Exercise goal »
From the line containing "Please spot the elderly woman" to the very last line, repeat everything exactly and add nothing else. Skip the pictures.

Provided entries »
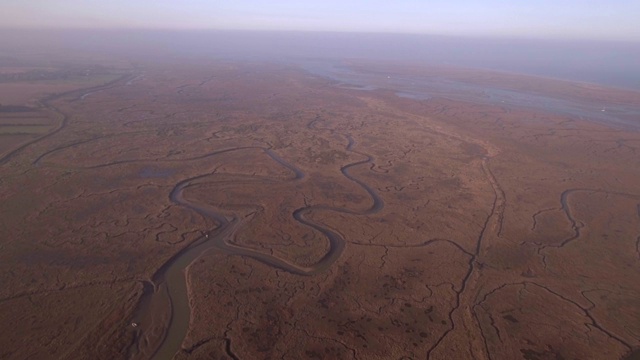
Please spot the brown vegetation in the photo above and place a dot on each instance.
(347, 224)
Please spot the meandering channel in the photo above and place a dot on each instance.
(168, 285)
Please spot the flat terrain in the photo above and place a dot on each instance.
(243, 211)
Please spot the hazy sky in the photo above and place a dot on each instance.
(586, 19)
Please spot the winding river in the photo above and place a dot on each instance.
(168, 286)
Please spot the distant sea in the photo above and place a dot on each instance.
(608, 63)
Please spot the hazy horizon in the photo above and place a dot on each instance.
(603, 62)
(573, 19)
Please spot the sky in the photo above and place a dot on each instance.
(561, 19)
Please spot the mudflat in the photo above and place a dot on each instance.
(253, 211)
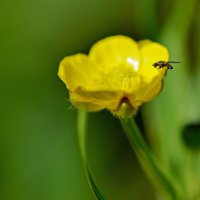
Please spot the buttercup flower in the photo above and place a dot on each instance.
(116, 75)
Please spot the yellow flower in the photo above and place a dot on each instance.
(116, 75)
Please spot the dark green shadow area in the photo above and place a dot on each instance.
(113, 162)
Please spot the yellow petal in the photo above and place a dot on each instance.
(94, 101)
(78, 71)
(115, 50)
(152, 52)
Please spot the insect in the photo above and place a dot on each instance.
(162, 64)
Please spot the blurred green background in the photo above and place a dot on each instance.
(39, 155)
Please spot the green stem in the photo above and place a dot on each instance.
(82, 130)
(146, 158)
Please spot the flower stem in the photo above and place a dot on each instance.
(82, 130)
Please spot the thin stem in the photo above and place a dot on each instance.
(82, 130)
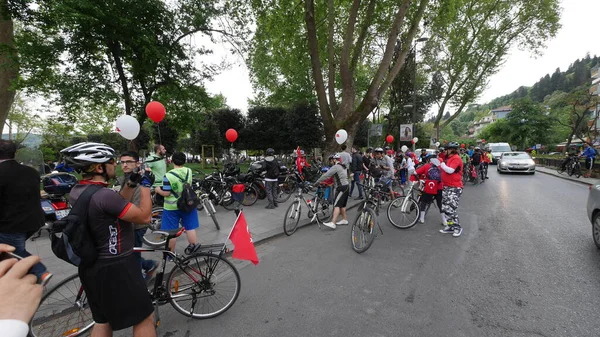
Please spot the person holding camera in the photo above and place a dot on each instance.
(130, 163)
(115, 289)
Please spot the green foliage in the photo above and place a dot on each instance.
(471, 42)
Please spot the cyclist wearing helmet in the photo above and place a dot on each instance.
(272, 165)
(339, 172)
(452, 169)
(115, 288)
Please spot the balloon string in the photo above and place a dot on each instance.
(158, 128)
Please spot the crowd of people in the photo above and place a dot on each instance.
(116, 283)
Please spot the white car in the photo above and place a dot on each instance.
(515, 162)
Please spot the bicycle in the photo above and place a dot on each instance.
(363, 233)
(203, 276)
(401, 210)
(319, 209)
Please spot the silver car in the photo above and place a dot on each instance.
(511, 162)
(593, 208)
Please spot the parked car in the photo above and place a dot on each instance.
(517, 161)
(593, 208)
(497, 150)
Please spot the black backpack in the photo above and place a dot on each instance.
(75, 243)
(188, 200)
(272, 169)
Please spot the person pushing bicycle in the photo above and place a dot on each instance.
(339, 172)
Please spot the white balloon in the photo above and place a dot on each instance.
(128, 127)
(340, 136)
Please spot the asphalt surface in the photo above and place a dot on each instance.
(525, 265)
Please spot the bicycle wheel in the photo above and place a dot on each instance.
(284, 192)
(577, 170)
(250, 195)
(63, 311)
(403, 216)
(150, 238)
(203, 286)
(212, 212)
(363, 230)
(292, 217)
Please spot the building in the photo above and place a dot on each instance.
(481, 124)
(502, 111)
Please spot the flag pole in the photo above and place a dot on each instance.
(234, 224)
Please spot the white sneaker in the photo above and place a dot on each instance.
(329, 224)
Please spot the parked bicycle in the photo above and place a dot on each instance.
(363, 229)
(403, 212)
(319, 209)
(202, 285)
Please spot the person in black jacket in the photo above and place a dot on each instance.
(356, 169)
(21, 212)
(272, 166)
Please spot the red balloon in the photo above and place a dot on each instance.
(231, 135)
(155, 111)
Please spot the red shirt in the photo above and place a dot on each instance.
(422, 172)
(453, 179)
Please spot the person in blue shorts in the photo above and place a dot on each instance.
(172, 187)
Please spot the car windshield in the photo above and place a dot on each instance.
(514, 155)
(500, 148)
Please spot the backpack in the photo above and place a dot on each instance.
(272, 169)
(434, 173)
(75, 244)
(188, 200)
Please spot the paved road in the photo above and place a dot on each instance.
(524, 266)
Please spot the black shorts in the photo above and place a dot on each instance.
(117, 292)
(341, 196)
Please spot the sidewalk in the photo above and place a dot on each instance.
(262, 223)
(553, 172)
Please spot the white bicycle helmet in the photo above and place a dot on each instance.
(84, 154)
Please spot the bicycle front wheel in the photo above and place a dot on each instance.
(63, 311)
(403, 215)
(363, 230)
(151, 238)
(292, 217)
(203, 286)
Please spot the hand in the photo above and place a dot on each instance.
(19, 293)
(147, 179)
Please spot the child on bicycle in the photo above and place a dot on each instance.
(340, 174)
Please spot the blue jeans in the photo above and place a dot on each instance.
(146, 264)
(17, 240)
(356, 181)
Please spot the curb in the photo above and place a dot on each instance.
(565, 177)
(278, 232)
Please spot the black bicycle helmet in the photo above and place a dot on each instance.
(453, 145)
(82, 155)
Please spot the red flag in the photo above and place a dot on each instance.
(242, 241)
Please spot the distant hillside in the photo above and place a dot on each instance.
(32, 140)
(575, 76)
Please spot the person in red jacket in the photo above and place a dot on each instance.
(432, 189)
(452, 168)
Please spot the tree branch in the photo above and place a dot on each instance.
(313, 47)
(331, 50)
(358, 49)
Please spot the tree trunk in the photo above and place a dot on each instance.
(8, 65)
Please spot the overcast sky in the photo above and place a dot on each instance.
(578, 36)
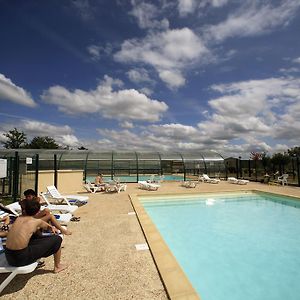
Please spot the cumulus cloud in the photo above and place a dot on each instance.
(38, 128)
(126, 125)
(147, 91)
(84, 9)
(147, 15)
(169, 52)
(186, 6)
(253, 19)
(297, 60)
(11, 92)
(122, 104)
(62, 134)
(97, 51)
(139, 75)
(255, 108)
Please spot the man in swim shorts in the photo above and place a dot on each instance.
(43, 214)
(23, 248)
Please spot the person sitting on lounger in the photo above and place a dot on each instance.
(43, 214)
(99, 180)
(23, 247)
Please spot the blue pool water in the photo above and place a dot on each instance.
(239, 246)
(141, 177)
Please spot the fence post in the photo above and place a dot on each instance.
(297, 161)
(240, 161)
(16, 177)
(249, 168)
(55, 170)
(10, 176)
(37, 163)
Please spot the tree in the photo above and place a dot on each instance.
(265, 160)
(280, 160)
(43, 142)
(15, 139)
(294, 151)
(82, 148)
(255, 156)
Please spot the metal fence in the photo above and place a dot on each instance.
(129, 166)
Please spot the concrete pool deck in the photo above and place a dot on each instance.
(103, 261)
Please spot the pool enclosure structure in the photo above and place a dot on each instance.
(129, 166)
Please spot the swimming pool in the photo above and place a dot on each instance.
(233, 246)
(141, 177)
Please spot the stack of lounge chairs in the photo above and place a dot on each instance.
(189, 184)
(237, 181)
(62, 212)
(206, 178)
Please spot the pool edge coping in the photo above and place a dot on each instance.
(176, 283)
(175, 288)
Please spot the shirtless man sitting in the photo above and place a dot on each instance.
(43, 214)
(24, 248)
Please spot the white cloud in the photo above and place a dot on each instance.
(173, 78)
(11, 92)
(126, 104)
(139, 75)
(186, 6)
(267, 108)
(83, 8)
(253, 19)
(68, 140)
(174, 130)
(169, 52)
(147, 14)
(62, 134)
(297, 60)
(37, 128)
(127, 125)
(289, 70)
(146, 91)
(97, 51)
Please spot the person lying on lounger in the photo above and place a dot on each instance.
(43, 214)
(23, 247)
(99, 180)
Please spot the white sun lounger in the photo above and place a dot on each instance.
(237, 181)
(283, 179)
(92, 188)
(59, 207)
(189, 184)
(72, 199)
(115, 187)
(6, 268)
(206, 178)
(148, 186)
(61, 217)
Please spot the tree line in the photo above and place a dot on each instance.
(16, 139)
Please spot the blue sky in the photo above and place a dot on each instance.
(180, 75)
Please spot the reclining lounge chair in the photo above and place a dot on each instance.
(206, 178)
(6, 268)
(72, 199)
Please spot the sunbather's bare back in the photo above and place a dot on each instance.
(21, 232)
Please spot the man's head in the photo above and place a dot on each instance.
(30, 194)
(32, 207)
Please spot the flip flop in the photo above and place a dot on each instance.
(41, 264)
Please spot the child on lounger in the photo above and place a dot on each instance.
(43, 214)
(24, 248)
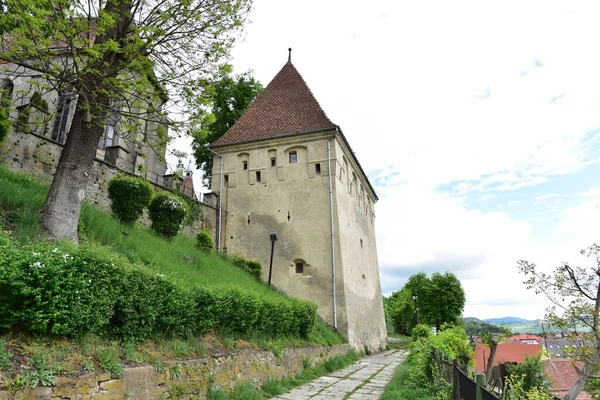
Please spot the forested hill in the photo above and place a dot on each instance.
(474, 327)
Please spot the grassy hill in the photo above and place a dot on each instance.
(517, 325)
(188, 278)
(474, 327)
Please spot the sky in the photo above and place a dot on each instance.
(477, 122)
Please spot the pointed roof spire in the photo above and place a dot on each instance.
(285, 107)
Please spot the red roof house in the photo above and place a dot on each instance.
(527, 339)
(506, 352)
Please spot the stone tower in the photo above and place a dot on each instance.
(287, 168)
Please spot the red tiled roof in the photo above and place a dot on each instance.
(525, 337)
(506, 352)
(562, 375)
(285, 107)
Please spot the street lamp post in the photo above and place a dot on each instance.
(273, 236)
(416, 313)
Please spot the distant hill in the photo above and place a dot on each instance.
(505, 320)
(517, 325)
(474, 327)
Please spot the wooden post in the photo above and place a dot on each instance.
(455, 380)
(480, 381)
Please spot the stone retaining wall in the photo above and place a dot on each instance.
(183, 379)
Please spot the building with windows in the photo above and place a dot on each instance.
(136, 145)
(284, 167)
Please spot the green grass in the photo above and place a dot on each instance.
(22, 198)
(401, 387)
(276, 386)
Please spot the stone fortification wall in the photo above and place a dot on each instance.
(38, 156)
(183, 379)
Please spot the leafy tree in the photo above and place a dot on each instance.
(400, 308)
(114, 57)
(4, 125)
(575, 295)
(226, 98)
(440, 299)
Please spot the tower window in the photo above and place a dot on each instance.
(293, 157)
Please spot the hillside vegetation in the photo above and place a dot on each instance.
(474, 327)
(127, 284)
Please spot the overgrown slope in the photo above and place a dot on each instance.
(183, 267)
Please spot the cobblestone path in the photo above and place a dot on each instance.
(363, 380)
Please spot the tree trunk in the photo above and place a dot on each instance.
(490, 363)
(62, 207)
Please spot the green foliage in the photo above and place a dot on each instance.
(129, 197)
(72, 291)
(194, 207)
(5, 356)
(109, 360)
(223, 99)
(572, 291)
(402, 387)
(421, 332)
(476, 327)
(399, 308)
(56, 289)
(167, 213)
(441, 298)
(529, 374)
(204, 241)
(252, 267)
(109, 61)
(425, 372)
(4, 125)
(514, 390)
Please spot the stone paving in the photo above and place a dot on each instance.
(363, 380)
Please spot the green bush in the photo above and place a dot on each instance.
(129, 197)
(252, 267)
(61, 290)
(204, 242)
(71, 291)
(4, 125)
(167, 213)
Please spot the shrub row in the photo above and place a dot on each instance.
(252, 267)
(67, 291)
(129, 197)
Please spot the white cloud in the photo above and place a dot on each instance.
(489, 97)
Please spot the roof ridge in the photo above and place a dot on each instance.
(286, 107)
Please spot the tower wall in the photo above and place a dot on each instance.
(292, 199)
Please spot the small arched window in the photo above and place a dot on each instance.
(6, 89)
(299, 264)
(293, 157)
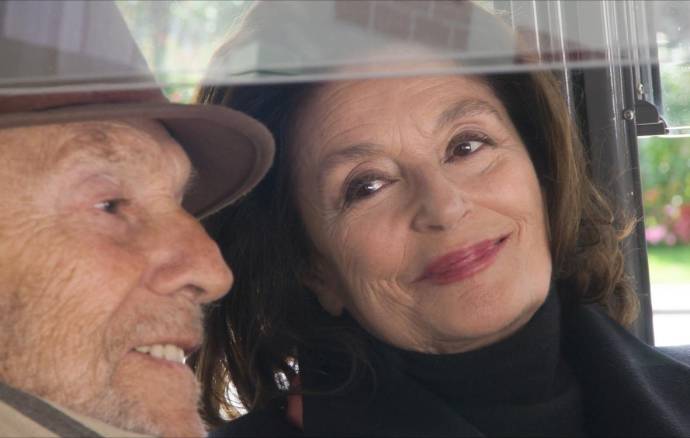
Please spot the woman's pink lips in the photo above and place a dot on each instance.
(464, 263)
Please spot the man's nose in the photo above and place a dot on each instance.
(184, 259)
(440, 204)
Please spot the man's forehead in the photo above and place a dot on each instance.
(129, 143)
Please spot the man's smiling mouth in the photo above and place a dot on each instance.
(169, 352)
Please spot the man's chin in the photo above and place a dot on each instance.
(160, 404)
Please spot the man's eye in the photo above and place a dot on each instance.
(361, 188)
(466, 144)
(110, 206)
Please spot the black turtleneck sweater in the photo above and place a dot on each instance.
(560, 375)
(518, 386)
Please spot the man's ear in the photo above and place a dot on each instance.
(321, 281)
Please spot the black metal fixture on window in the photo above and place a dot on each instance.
(647, 119)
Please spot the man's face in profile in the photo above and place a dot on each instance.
(102, 273)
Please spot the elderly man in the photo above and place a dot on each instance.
(103, 266)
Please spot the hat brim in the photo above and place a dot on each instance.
(230, 151)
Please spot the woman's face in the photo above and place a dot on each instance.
(424, 210)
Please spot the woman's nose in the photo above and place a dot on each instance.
(184, 259)
(440, 204)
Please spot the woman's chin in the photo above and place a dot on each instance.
(490, 321)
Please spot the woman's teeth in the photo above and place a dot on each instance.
(169, 352)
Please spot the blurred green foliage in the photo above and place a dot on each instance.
(665, 165)
(675, 88)
(665, 172)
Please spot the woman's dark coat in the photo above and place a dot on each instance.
(628, 389)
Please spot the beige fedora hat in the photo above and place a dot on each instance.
(230, 151)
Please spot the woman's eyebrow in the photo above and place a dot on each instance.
(191, 181)
(465, 108)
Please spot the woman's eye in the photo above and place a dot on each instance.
(362, 188)
(110, 206)
(466, 144)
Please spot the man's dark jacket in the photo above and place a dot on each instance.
(628, 389)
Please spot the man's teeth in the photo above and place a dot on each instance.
(169, 352)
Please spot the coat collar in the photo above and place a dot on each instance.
(629, 389)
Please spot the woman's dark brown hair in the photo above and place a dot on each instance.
(256, 332)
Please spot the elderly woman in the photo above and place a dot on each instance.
(429, 257)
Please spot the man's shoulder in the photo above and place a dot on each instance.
(24, 415)
(681, 353)
(262, 422)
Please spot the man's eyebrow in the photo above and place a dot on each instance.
(465, 108)
(347, 154)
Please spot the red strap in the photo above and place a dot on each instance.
(294, 412)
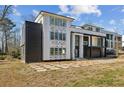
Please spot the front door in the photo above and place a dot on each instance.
(77, 39)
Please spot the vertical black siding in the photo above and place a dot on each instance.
(33, 42)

Answer in full »
Please spot the elderly woman in the photo above and place a dot on each instance.
(429, 257)
Please spot the man's shoulder in the photo above and place a dot on each instance.
(24, 415)
(681, 353)
(262, 422)
Please spot the man's eyebrow in the photo above and place a dot on each instance.
(465, 108)
(347, 154)
Please spot the red strap in the photo above and place a dot on each instance.
(294, 412)
Please spot the front door in the photo above and place a dot on each instance.
(77, 39)
Please spot the vertical black siding in the photo above and place a dot on each instance.
(33, 42)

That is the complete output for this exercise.